# Quoted passage
Well then why should anyone consider the Patriots strong favorites to win a Superbowl since they have lose their last two appearances?

40
by goldlw1 :: Tue, 12/18/2012 - 1:15pm

They should add a quite note that states, remember last year when the Giants were 12th going into the playoffs?

3
by Joemcd (not verified) :: Tue, 12/18/2012 - 12:06pm

I am interested in having a similar analysis done regarding underachieving teams. Before week 15, Seattle had underachieved by 2.5 games versus expected. Is there some correlation between this and playoff success?

5
by Aaron Schatz :: Tue, 12/18/2012 - 12:14pm

Anecdotally? Sure, say hello to your 2010 Green Bay Packers.

68
by Jacob Stevens (not verified) :: Tue, 12/18/2012 - 1:51pm

Hellz yeah. Just made my day. The sweetest two words in the English dictionary: Underachievement!

4
by turbohappy :: Tue, 12/18/2012 - 12:09pm

The other examples were good and the overall intent was solid, but I thought the example of the 16-0 Patriots losing in the Super Bowl muddied your argument as opposed to strengthening it.

49
by RickD :: Tue, 12/18/2012 - 1:29pm

Yes. Given that the company line about the 2007 Patriots is that they're the best team evah, and that their loss to the Giants is usually dismissed as having been driven by enormous amounts of luck, using them as an example of an overrated team at this point seems bizarre.

Extracted rows:
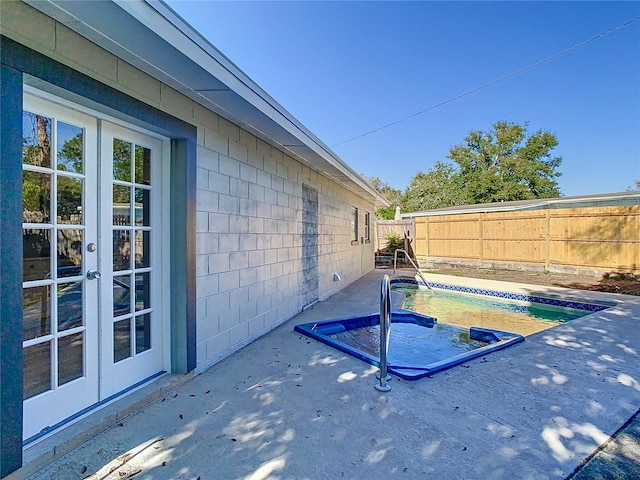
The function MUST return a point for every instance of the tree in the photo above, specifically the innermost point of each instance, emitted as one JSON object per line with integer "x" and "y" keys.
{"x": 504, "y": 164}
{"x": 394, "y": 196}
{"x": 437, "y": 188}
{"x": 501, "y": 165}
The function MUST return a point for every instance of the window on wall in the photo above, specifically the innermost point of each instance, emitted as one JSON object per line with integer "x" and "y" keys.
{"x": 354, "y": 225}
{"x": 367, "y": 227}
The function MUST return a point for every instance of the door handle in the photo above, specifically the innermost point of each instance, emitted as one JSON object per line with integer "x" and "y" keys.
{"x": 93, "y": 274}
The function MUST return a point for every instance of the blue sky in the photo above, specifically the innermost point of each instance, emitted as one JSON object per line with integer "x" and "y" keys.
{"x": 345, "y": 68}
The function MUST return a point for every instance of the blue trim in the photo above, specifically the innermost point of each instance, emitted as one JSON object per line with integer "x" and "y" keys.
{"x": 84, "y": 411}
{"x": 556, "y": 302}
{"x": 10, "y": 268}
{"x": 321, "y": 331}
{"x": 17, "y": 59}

# Given instruction A
From the comment thread above, write out the passage word for word, starting with "Well then why" and going on through "and playoff success?".
# Given instruction B
In the comment thread, how many games had Seattle underachieved by versus expected before week 15?

# Full answer A
Well then why should anyone consider the Patriots strong favorites to win a Superbowl since they have lose their last two appearances?

40
by goldlw1 :: Tue, 12/18/2012 - 1:15pm

They should add a quite note that states, remember last year when the Giants were 12th going into the playoffs?

3
by Joemcd (not verified) :: Tue, 12/18/2012 - 12:06pm

I am interested in having a similar analysis done regarding underachieving teams. Before week 15, Seattle had underachieved by 2.5 games versus expected. Is there some correlation between this and playoff success?

# Full answer B
2.5 games